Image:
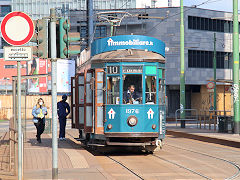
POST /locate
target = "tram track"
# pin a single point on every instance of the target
(183, 167)
(235, 165)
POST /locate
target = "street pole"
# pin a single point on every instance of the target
(54, 93)
(19, 121)
(214, 75)
(236, 67)
(90, 21)
(182, 73)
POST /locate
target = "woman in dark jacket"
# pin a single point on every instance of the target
(39, 112)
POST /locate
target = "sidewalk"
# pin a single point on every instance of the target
(74, 162)
(206, 135)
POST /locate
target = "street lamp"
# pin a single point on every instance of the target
(6, 79)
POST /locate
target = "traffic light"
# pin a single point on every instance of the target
(41, 38)
(66, 40)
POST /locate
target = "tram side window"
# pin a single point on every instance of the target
(113, 90)
(150, 90)
(161, 91)
(132, 89)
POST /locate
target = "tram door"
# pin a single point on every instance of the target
(99, 107)
(79, 88)
(88, 102)
(73, 101)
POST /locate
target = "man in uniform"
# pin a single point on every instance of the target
(130, 96)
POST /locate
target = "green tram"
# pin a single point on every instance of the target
(118, 93)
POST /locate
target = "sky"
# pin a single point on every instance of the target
(220, 5)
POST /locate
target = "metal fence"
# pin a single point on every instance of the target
(190, 115)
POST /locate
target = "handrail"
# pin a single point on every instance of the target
(188, 119)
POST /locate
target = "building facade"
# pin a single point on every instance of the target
(200, 26)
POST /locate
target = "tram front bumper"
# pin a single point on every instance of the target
(137, 135)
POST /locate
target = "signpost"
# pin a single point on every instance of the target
(13, 53)
(17, 29)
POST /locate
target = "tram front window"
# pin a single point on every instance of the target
(150, 89)
(113, 90)
(132, 88)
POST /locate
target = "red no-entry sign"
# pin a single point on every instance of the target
(17, 28)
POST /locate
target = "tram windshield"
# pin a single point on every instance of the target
(150, 90)
(113, 89)
(132, 89)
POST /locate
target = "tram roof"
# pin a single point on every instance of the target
(125, 55)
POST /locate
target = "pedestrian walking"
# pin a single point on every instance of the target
(63, 109)
(39, 112)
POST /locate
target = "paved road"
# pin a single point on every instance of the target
(180, 158)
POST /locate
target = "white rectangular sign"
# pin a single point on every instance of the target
(14, 53)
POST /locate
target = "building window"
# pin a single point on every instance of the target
(10, 66)
(5, 9)
(101, 31)
(4, 43)
(207, 24)
(204, 59)
(83, 31)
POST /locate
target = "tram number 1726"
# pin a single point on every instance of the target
(132, 111)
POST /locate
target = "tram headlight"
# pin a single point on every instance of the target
(132, 121)
(109, 126)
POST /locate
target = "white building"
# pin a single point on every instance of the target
(5, 8)
(157, 3)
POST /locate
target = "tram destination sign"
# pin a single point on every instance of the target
(14, 53)
(132, 69)
(113, 69)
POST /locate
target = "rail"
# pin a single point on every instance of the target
(189, 116)
(210, 117)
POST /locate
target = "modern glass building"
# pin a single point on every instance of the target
(41, 8)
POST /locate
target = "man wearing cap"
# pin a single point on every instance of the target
(62, 106)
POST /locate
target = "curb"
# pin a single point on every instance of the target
(205, 138)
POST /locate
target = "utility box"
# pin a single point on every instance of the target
(48, 126)
(221, 123)
(229, 124)
(225, 124)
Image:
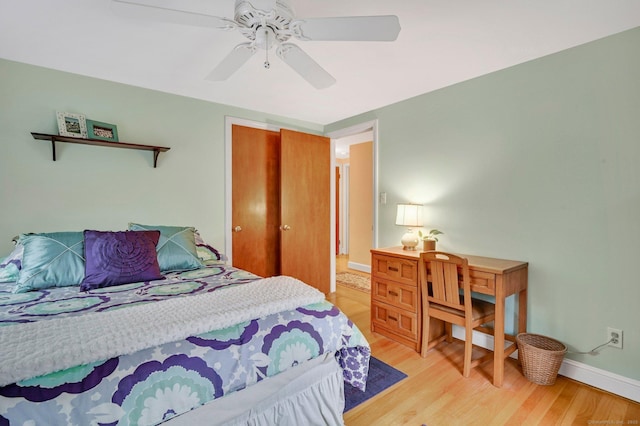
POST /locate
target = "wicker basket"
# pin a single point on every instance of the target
(540, 357)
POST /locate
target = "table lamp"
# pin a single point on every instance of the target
(409, 215)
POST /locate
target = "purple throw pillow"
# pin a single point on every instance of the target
(114, 258)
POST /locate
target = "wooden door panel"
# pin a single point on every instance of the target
(255, 196)
(305, 204)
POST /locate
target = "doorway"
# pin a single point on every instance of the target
(356, 237)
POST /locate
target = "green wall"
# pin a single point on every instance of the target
(106, 188)
(539, 162)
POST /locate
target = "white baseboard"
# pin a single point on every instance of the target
(596, 377)
(359, 267)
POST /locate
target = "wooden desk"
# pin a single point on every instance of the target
(396, 310)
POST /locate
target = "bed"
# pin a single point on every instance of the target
(211, 344)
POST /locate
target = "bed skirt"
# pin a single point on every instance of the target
(311, 394)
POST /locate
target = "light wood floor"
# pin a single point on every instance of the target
(435, 393)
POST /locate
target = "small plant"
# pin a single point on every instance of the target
(430, 236)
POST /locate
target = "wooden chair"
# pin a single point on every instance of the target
(440, 275)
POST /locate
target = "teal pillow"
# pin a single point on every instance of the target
(10, 265)
(53, 259)
(176, 248)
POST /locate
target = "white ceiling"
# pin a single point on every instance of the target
(442, 42)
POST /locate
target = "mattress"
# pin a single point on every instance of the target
(161, 381)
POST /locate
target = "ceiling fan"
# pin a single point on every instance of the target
(268, 24)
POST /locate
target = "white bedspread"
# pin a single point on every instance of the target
(37, 348)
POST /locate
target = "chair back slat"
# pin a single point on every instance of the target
(443, 278)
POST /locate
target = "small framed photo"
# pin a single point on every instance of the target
(72, 125)
(102, 131)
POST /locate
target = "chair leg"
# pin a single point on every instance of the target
(468, 351)
(448, 327)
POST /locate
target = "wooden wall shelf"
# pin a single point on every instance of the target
(96, 142)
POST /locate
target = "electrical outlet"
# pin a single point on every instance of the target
(615, 337)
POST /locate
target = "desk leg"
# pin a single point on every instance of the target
(498, 350)
(522, 311)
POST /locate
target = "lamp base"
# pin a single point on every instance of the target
(409, 241)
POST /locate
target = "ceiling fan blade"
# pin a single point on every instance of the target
(232, 62)
(348, 28)
(304, 65)
(153, 10)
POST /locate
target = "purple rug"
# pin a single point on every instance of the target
(381, 376)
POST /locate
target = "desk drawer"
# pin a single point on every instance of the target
(483, 282)
(395, 320)
(395, 294)
(395, 269)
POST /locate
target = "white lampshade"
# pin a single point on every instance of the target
(409, 215)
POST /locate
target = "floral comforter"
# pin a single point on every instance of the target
(157, 383)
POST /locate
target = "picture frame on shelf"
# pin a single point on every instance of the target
(102, 131)
(72, 125)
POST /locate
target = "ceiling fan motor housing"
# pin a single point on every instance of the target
(255, 14)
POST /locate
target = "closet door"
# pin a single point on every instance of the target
(255, 209)
(305, 208)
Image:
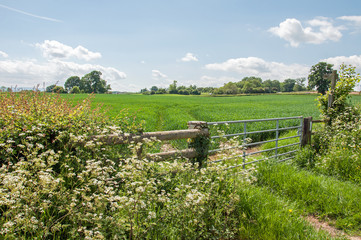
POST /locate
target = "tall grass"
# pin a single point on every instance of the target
(318, 195)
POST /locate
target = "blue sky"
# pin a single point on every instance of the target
(137, 44)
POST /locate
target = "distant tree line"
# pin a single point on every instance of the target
(246, 85)
(256, 85)
(174, 89)
(89, 83)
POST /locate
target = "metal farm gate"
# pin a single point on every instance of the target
(276, 126)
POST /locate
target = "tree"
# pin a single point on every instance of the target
(173, 88)
(276, 85)
(154, 88)
(75, 90)
(50, 88)
(317, 78)
(268, 85)
(143, 90)
(93, 83)
(230, 88)
(300, 85)
(287, 85)
(59, 89)
(72, 82)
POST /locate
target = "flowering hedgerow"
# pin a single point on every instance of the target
(51, 186)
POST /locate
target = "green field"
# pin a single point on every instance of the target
(170, 112)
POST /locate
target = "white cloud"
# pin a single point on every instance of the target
(29, 73)
(320, 30)
(161, 79)
(3, 54)
(354, 60)
(253, 66)
(55, 50)
(189, 57)
(355, 19)
(156, 75)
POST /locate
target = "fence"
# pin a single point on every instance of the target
(199, 133)
(245, 134)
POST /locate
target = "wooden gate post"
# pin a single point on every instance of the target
(331, 97)
(200, 143)
(306, 131)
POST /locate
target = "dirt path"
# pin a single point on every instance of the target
(319, 225)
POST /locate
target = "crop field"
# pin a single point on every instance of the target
(55, 185)
(171, 112)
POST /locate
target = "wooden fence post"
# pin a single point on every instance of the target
(306, 131)
(331, 97)
(201, 142)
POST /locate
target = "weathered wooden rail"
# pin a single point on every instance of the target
(200, 130)
(195, 129)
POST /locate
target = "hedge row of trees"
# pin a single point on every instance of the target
(317, 79)
(246, 85)
(174, 89)
(89, 83)
(256, 85)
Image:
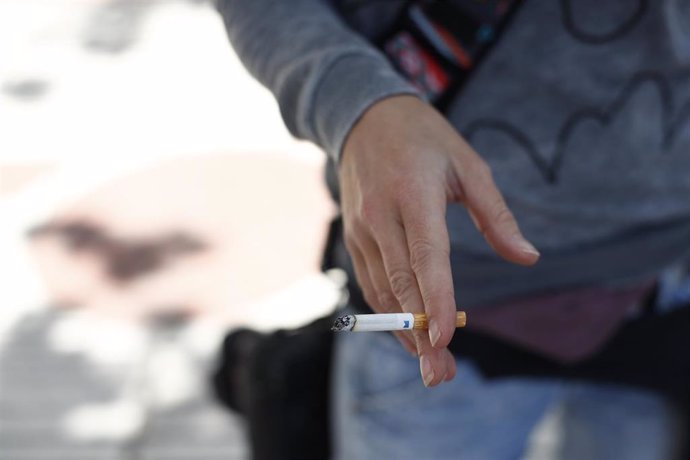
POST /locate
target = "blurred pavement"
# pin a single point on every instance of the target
(97, 97)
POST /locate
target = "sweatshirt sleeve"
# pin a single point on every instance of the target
(323, 74)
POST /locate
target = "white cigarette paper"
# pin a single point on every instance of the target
(375, 322)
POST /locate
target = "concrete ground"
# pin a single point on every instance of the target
(136, 115)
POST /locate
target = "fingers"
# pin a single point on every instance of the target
(374, 284)
(492, 217)
(426, 238)
(436, 364)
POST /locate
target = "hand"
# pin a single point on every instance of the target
(401, 164)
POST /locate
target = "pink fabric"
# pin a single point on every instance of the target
(568, 326)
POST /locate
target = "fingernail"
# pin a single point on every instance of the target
(434, 332)
(427, 371)
(527, 247)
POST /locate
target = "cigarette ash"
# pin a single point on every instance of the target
(344, 323)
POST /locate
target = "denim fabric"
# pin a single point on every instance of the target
(383, 411)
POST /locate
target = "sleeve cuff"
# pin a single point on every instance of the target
(351, 85)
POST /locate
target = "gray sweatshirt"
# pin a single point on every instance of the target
(582, 110)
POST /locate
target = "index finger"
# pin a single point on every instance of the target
(424, 222)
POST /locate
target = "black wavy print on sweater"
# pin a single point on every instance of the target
(617, 30)
(550, 165)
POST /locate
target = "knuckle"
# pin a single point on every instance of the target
(482, 170)
(387, 301)
(369, 211)
(422, 253)
(402, 283)
(370, 299)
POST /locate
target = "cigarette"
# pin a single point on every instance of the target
(388, 322)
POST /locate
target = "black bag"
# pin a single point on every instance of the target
(280, 382)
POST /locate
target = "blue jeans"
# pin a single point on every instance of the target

____

Among the lines above, find those that contain the word "green" and copy them.

target = "green tram"
target = "green wall"
target = "green field"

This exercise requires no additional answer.